Text section:

On August 12, 2014, the Ninth Circuit, in Sierra Club v. EPA, vacated US EPA’s decision to issue a Prevention of Significant Deterioration (PSD) permit to construct a power plant under outdated – and less stringent – air quality standards in place when the permit application was submitted.  The Court held that the Clean Air Act (CAA) unambiguously requires the applicant to demonstrate that its construction project complies with regulations in effect when US EPA issues the permit, “even if [EPA] unreasonably delays taking action on a permit.”  And, because Congress has directly spoken on this issue, US EPA cannot waive this requirement.

Problem to solve:
Copy the passage on the Sierra Club v. EPA ruling from "On August 12, 2014, the" to "waive this requirement.".

Information:
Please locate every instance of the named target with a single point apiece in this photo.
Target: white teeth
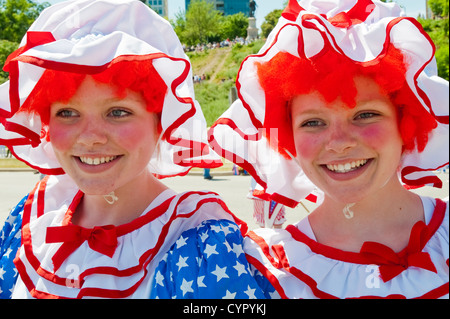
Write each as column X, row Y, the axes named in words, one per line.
column 347, row 167
column 97, row 160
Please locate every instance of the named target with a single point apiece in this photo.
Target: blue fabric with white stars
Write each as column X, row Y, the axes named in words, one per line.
column 208, row 262
column 10, row 240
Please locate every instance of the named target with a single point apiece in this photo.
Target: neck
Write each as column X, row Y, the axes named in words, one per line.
column 385, row 217
column 120, row 207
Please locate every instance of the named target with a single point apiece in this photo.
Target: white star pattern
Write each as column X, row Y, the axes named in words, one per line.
column 240, row 268
column 220, row 273
column 220, row 270
column 200, row 283
column 186, row 287
column 250, row 293
column 182, row 262
column 181, row 242
column 10, row 240
column 237, row 249
column 229, row 295
column 159, row 279
column 210, row 250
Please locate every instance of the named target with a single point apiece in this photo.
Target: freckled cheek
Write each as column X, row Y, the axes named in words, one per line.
column 136, row 139
column 62, row 137
column 307, row 146
column 378, row 136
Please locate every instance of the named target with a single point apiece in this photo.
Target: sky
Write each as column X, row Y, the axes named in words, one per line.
column 411, row 7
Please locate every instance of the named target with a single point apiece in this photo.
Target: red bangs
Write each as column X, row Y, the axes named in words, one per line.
column 332, row 75
column 59, row 86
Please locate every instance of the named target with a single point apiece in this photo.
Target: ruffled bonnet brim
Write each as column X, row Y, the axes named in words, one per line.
column 362, row 31
column 85, row 36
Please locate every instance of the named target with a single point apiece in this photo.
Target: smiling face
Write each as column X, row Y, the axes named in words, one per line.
column 102, row 141
column 349, row 153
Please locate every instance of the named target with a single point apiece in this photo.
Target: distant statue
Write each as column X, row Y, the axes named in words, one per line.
column 252, row 6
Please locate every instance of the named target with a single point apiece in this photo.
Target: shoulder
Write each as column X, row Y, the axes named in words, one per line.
column 207, row 261
column 10, row 240
column 199, row 206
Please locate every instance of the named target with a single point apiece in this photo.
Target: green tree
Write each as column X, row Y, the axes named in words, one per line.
column 439, row 7
column 235, row 25
column 16, row 16
column 202, row 23
column 270, row 22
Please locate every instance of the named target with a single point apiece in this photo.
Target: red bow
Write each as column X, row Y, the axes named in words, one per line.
column 393, row 264
column 356, row 15
column 101, row 239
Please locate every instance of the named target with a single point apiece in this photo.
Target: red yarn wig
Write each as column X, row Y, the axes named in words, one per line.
column 59, row 86
column 331, row 74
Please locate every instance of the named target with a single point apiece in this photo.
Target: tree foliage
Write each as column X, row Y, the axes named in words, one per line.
column 16, row 16
column 202, row 23
column 270, row 22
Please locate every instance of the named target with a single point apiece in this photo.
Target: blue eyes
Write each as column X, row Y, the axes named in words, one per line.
column 361, row 117
column 114, row 113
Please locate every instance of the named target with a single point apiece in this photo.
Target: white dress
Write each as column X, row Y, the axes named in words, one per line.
column 60, row 260
column 300, row 267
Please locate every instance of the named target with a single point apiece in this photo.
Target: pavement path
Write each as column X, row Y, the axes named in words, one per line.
column 233, row 189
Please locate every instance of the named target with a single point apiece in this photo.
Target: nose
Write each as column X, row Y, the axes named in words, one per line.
column 341, row 138
column 92, row 132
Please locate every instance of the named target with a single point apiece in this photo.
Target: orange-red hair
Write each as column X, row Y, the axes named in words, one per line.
column 332, row 75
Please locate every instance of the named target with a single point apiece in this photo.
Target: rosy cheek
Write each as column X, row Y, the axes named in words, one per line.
column 377, row 135
column 61, row 137
column 307, row 146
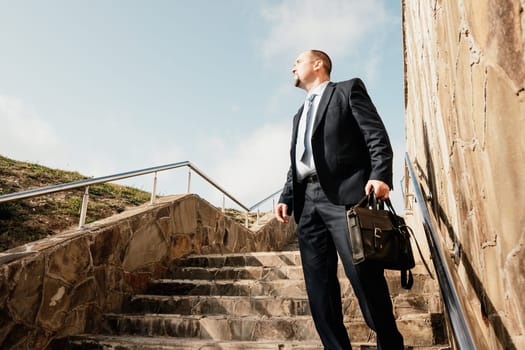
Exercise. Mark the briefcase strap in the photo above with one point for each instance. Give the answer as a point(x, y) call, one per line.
point(372, 202)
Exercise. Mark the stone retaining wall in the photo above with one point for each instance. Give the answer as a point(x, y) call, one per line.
point(465, 129)
point(63, 285)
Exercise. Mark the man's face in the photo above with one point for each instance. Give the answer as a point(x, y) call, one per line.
point(303, 69)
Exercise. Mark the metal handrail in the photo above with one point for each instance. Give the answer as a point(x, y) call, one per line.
point(258, 204)
point(109, 178)
point(459, 325)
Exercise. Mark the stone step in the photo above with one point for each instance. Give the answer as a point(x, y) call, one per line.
point(219, 305)
point(238, 273)
point(290, 288)
point(417, 330)
point(282, 258)
point(268, 306)
point(98, 342)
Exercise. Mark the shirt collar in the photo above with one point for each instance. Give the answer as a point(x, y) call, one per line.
point(319, 89)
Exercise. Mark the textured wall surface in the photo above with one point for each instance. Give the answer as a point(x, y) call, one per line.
point(465, 127)
point(63, 285)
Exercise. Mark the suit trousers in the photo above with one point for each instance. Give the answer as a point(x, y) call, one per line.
point(323, 234)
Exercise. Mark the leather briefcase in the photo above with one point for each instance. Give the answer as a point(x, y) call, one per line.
point(380, 236)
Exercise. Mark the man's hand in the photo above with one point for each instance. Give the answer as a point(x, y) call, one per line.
point(281, 213)
point(381, 189)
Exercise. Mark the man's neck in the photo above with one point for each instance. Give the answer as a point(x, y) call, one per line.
point(315, 84)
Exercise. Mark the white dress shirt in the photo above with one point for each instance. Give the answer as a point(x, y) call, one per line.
point(306, 167)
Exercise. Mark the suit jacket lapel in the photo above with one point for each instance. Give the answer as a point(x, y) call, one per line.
point(323, 104)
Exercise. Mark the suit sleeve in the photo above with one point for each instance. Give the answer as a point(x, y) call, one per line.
point(287, 194)
point(374, 133)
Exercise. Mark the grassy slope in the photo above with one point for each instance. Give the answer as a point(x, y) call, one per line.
point(30, 219)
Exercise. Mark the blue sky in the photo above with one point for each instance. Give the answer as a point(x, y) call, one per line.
point(102, 87)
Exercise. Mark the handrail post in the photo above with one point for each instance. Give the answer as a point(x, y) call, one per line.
point(83, 209)
point(189, 179)
point(154, 190)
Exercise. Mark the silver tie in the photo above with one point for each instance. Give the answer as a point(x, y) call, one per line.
point(306, 145)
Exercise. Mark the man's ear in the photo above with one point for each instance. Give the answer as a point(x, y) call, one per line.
point(318, 64)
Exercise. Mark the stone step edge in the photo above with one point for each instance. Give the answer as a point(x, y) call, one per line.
point(407, 317)
point(183, 343)
point(217, 297)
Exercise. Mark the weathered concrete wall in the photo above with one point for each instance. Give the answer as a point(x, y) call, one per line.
point(63, 285)
point(465, 128)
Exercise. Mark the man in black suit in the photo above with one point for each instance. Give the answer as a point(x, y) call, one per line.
point(340, 150)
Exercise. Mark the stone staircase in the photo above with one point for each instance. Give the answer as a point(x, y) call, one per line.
point(253, 301)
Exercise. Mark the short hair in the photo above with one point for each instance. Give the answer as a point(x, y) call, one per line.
point(327, 62)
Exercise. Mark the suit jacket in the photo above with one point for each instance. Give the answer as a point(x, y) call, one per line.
point(350, 146)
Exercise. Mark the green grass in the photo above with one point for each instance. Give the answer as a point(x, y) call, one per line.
point(31, 219)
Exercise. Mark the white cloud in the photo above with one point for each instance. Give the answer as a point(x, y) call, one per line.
point(335, 26)
point(257, 165)
point(24, 135)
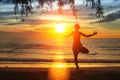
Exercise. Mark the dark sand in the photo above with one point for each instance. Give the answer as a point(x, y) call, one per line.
point(88, 73)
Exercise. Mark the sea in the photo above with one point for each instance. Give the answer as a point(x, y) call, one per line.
point(46, 52)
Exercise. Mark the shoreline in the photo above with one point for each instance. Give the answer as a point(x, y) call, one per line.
point(84, 73)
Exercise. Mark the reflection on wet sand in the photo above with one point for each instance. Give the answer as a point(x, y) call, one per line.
point(58, 70)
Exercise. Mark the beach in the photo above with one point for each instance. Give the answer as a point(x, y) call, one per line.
point(84, 73)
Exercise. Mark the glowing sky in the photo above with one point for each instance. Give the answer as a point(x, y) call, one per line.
point(48, 25)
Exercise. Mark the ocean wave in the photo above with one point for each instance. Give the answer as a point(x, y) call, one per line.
point(29, 46)
point(32, 60)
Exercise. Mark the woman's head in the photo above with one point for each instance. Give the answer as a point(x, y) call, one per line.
point(77, 26)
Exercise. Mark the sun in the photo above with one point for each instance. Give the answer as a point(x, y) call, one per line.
point(60, 28)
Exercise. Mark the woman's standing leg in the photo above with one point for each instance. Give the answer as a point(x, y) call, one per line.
point(76, 59)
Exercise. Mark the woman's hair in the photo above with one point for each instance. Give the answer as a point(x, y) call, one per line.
point(77, 26)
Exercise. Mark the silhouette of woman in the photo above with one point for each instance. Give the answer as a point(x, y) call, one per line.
point(77, 46)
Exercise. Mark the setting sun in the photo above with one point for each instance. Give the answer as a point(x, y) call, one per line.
point(60, 27)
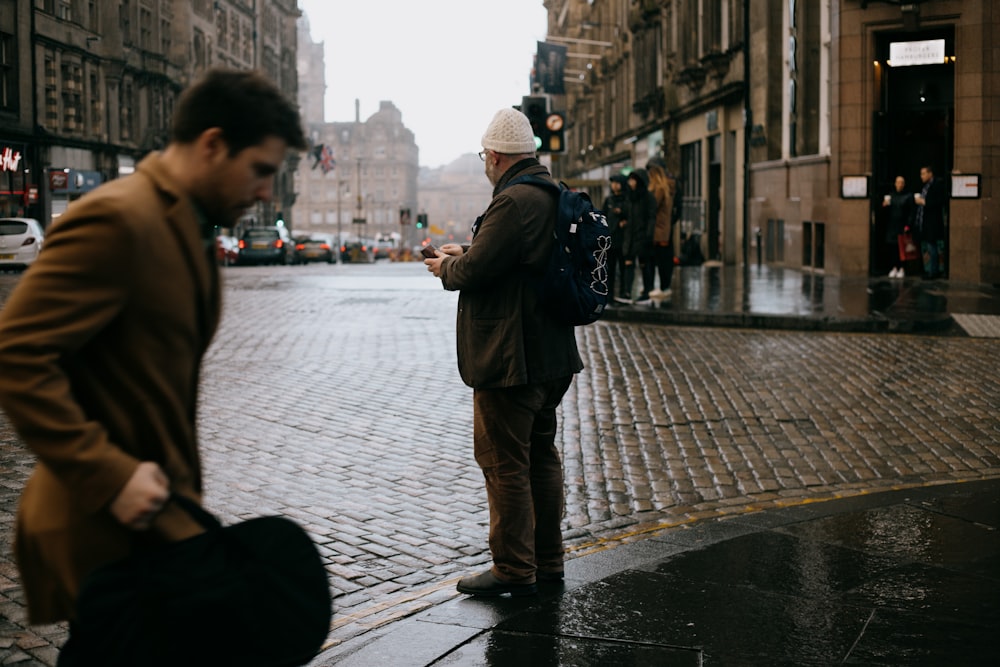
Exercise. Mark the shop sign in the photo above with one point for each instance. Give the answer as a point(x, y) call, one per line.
point(925, 52)
point(9, 159)
point(73, 180)
point(58, 180)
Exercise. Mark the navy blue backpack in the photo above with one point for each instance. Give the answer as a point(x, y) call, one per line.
point(574, 286)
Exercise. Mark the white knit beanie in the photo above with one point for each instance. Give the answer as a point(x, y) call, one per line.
point(509, 133)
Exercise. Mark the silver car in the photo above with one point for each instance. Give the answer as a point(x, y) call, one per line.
point(20, 242)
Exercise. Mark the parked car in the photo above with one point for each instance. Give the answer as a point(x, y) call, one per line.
point(266, 245)
point(20, 242)
point(227, 250)
point(357, 252)
point(385, 247)
point(313, 249)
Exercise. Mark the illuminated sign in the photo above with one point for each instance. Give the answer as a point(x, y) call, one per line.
point(9, 159)
point(926, 52)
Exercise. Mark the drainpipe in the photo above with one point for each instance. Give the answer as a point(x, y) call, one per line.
point(747, 128)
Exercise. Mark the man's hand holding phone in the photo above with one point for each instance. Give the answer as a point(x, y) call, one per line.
point(434, 257)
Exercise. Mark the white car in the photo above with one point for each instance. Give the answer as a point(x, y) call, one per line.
point(20, 242)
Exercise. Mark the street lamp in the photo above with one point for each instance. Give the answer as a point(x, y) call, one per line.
point(340, 237)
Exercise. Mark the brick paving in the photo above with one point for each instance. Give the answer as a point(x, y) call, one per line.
point(331, 396)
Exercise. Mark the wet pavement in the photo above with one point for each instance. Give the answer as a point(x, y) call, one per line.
point(331, 396)
point(779, 298)
point(908, 577)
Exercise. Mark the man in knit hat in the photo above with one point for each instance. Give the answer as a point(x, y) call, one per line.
point(518, 361)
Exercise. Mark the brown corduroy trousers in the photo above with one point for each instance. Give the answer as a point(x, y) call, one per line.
point(514, 442)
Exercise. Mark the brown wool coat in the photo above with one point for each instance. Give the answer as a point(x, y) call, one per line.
point(504, 337)
point(100, 350)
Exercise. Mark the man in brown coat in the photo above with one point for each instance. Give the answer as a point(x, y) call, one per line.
point(101, 342)
point(518, 360)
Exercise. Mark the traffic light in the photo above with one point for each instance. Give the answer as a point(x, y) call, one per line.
point(536, 108)
point(547, 126)
point(555, 140)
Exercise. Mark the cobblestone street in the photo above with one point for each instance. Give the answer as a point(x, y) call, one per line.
point(331, 396)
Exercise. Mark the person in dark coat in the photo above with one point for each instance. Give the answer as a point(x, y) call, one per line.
point(901, 213)
point(638, 246)
point(616, 210)
point(518, 360)
point(929, 218)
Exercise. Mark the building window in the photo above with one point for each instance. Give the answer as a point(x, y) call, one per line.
point(51, 94)
point(775, 240)
point(221, 29)
point(805, 53)
point(125, 21)
point(126, 118)
point(711, 27)
point(72, 90)
point(198, 46)
point(145, 29)
point(8, 73)
point(96, 115)
point(165, 42)
point(692, 206)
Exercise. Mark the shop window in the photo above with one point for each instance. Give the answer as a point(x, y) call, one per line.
point(692, 205)
point(814, 244)
point(774, 241)
point(805, 51)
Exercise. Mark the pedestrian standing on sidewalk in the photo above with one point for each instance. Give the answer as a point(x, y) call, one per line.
point(616, 210)
point(930, 203)
point(518, 360)
point(101, 342)
point(638, 247)
point(663, 187)
point(901, 213)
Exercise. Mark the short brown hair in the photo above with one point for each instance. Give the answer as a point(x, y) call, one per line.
point(245, 105)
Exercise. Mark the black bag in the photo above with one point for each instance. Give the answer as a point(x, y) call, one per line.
point(251, 594)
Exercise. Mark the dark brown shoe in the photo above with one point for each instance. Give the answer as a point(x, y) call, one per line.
point(487, 585)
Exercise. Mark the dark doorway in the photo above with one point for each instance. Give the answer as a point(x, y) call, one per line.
point(913, 128)
point(714, 195)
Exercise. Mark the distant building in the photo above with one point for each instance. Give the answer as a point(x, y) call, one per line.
point(354, 170)
point(453, 196)
point(87, 89)
point(788, 121)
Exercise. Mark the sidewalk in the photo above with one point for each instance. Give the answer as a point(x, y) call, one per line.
point(904, 577)
point(776, 298)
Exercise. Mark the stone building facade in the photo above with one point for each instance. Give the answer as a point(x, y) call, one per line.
point(88, 88)
point(786, 120)
point(371, 169)
point(452, 197)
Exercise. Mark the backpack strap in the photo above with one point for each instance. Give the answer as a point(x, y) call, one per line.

The completed task:
On August 12, 2014, the Ninth Circuit, in Sierra Club v. EPA, vacated US EPA’s decision to issue a Prevention of Significant Deterioration (PSD) permit to construct a power plant under outdated – and less stringent – air quality standards in place when the permit application was submitted.  The Court held that the Clean Air Act (CAA) unambiguously requires the applicant to demonstrate that its construction project complies with regulations in effect when US EPA issues the permit, “even if [EPA] unreasonably delays taking action on a permit.”  And, because Congress has directly spoken on this issue, US EPA cannot waive this requirement.